Saved entries:
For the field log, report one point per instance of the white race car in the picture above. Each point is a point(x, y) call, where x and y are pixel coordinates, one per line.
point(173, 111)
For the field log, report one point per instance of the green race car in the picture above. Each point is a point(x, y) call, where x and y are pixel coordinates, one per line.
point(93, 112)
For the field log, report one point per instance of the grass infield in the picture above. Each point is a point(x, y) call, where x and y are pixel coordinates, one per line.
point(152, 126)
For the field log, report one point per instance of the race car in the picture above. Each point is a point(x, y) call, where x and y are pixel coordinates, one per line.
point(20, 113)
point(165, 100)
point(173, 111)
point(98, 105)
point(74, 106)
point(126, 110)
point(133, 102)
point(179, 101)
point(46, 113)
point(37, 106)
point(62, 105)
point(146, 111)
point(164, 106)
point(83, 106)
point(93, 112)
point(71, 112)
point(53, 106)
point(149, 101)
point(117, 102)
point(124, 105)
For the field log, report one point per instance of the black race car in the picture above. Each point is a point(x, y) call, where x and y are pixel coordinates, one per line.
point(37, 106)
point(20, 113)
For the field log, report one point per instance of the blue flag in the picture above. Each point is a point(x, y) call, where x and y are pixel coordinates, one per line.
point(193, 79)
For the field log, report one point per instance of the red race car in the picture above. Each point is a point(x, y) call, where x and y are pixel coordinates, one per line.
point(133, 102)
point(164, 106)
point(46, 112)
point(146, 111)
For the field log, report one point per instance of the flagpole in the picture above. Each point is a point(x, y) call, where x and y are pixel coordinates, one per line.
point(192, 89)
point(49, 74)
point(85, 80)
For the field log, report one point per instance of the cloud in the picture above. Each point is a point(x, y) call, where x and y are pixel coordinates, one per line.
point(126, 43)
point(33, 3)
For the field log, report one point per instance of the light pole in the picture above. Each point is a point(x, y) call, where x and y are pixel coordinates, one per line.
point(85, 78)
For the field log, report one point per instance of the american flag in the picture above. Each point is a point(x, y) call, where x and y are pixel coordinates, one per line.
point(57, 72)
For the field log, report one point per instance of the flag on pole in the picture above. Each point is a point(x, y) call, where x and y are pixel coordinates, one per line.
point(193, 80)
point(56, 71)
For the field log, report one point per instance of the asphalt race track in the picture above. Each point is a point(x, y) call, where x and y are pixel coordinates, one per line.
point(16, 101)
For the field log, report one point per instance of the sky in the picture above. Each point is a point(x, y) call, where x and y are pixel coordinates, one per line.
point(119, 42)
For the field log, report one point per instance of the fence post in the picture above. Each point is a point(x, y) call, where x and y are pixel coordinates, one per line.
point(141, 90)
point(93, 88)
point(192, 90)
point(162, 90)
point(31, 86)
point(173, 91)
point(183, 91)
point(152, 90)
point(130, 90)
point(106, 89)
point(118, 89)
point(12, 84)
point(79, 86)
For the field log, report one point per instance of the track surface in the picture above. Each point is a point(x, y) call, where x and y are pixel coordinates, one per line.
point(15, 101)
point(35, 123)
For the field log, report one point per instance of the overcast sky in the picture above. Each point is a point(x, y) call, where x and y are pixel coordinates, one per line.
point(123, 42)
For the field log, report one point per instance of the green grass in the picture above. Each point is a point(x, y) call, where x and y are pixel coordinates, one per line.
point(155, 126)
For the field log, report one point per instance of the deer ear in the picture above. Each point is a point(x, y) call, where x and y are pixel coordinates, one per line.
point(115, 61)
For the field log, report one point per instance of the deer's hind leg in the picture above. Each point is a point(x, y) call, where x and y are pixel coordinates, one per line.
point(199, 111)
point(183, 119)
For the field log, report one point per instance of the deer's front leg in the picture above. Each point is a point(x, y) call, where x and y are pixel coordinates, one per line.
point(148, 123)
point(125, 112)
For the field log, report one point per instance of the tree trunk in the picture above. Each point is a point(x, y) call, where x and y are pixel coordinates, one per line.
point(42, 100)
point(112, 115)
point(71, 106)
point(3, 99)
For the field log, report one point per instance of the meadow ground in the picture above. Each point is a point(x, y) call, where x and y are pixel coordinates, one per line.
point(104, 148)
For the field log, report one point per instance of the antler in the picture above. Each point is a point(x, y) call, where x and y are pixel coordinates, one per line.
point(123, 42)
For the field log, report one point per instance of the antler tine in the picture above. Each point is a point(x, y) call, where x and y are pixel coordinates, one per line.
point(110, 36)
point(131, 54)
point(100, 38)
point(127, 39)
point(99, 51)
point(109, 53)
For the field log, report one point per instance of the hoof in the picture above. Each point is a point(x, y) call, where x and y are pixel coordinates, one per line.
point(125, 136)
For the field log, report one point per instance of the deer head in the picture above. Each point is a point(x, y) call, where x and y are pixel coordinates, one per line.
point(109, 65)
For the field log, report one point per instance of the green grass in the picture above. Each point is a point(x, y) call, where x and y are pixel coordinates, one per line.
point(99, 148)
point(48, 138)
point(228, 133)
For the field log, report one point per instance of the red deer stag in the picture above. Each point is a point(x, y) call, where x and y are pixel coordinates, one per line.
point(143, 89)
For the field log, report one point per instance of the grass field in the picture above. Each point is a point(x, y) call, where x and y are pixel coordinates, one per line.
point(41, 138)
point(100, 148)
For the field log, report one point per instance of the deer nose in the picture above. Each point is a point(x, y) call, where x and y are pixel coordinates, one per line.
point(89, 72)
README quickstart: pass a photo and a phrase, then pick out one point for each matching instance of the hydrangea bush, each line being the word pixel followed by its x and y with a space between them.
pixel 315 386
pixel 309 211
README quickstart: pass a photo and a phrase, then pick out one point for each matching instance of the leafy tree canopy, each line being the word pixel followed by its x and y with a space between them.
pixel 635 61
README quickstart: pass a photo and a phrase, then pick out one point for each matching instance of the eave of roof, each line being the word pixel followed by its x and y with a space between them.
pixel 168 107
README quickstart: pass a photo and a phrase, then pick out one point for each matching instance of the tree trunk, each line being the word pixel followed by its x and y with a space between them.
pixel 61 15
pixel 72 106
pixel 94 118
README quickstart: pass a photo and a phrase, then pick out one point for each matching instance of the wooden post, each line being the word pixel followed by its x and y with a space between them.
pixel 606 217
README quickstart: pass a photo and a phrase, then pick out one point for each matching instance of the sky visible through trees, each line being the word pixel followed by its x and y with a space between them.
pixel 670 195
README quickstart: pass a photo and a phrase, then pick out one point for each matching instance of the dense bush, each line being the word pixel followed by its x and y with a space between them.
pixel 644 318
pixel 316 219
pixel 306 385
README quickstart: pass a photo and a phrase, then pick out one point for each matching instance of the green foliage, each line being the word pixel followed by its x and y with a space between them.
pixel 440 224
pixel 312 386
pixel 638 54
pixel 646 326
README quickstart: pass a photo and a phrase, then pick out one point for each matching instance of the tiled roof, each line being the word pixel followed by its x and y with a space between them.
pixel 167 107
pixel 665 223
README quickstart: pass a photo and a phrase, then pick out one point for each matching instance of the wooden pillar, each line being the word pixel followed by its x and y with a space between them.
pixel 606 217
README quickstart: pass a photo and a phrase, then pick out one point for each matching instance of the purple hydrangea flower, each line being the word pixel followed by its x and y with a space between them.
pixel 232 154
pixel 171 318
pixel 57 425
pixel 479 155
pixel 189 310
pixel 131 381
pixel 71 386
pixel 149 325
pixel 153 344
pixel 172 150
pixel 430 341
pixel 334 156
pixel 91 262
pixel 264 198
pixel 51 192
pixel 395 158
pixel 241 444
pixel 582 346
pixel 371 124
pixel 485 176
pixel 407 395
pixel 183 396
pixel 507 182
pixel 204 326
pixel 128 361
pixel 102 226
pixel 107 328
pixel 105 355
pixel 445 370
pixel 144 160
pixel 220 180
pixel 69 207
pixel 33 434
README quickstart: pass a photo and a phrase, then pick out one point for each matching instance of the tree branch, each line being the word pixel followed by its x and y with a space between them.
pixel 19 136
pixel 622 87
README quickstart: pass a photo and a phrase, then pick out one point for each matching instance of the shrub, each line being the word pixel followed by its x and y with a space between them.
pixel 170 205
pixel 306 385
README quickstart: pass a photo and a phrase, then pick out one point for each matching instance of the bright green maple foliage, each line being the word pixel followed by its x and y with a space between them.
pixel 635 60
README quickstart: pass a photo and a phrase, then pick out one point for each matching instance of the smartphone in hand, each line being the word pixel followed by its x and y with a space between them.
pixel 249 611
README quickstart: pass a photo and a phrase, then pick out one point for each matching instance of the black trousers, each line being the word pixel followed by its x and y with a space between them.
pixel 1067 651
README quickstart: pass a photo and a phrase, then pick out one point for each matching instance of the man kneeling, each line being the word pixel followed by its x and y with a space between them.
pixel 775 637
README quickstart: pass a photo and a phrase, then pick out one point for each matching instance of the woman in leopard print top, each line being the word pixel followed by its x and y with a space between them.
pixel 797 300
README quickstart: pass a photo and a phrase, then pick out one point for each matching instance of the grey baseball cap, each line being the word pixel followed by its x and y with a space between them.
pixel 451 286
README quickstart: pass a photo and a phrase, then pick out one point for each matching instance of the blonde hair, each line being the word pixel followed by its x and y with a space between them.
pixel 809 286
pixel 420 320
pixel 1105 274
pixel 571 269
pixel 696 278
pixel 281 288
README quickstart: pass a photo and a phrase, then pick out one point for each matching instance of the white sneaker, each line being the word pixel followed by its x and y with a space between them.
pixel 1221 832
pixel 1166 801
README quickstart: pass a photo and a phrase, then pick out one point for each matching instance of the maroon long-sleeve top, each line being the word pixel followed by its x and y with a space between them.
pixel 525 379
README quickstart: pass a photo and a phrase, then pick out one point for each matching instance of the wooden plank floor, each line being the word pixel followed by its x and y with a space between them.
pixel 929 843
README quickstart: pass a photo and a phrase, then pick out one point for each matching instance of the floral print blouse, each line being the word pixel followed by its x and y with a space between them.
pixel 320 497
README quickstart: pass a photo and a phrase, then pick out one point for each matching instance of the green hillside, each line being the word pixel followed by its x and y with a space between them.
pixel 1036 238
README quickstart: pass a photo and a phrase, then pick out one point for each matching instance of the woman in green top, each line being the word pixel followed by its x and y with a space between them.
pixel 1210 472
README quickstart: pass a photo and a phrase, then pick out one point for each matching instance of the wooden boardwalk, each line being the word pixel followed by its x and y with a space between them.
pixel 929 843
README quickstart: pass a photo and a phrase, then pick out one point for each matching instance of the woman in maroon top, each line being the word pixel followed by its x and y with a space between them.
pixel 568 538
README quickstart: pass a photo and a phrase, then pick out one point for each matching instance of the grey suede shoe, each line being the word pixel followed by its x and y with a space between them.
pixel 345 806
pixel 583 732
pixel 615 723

*Problem description:*
Exactly reproduce the lines that run from the line with "white sneaker, each" through the last line of the records, inclusive.

*Answer to this exercise:*
README quickstart: pass a photo and a phrase, then pick out one point for each matching instance of the white sneaker, each line being the word pixel followed by its x and y with a space between them.
pixel 1221 832
pixel 1166 801
README quickstart: pass a photo and a phrase, then pick out one point for each matching instance of the maroon long-sleeve top, each line being the word pixel followed by its x and y with a space between them.
pixel 525 379
README quickstart: pass a photo and a phrase, then pick out one point for each matching instance of the wooden plank floor, each line being the word pixel followed by its x and y with a space between them.
pixel 929 843
README quickstart: pass a photo and a phrase, then pick out one point for each matching instance of the floral print blouse, each line being the word pixel followed by its x and y with a space between them.
pixel 320 497
README quickstart: pass a photo and a phrase, then pick out one point for each matching instance of the green hillside, each line being the word pixel followed by its x and y with a space between them.
pixel 1036 238
README quickstart: pass a photo and a phrase, then pick out one point for each matching instance of the woman in green top, each line being the word pixel followed by its x and y with a space between them.
pixel 1210 472
README quickstart: pass a photo and a phrase, then pick out one point for each matching instance of the wooden boardwalk, each line being the word pixel followed by its x and y with a space between them.
pixel 929 843
README quickstart: pass a photo and a phrase, then pick out one point for each matching instance of the woman in maroon top, each line being the word pixel followed by its x and y with a space between them.
pixel 568 538
README quickstart: pass a photo and a phrase, then pick out one point for each matching instance of the grey suede shoe, each line being the word pixel followed by its x and y with a space between them.
pixel 345 806
pixel 583 732
pixel 615 723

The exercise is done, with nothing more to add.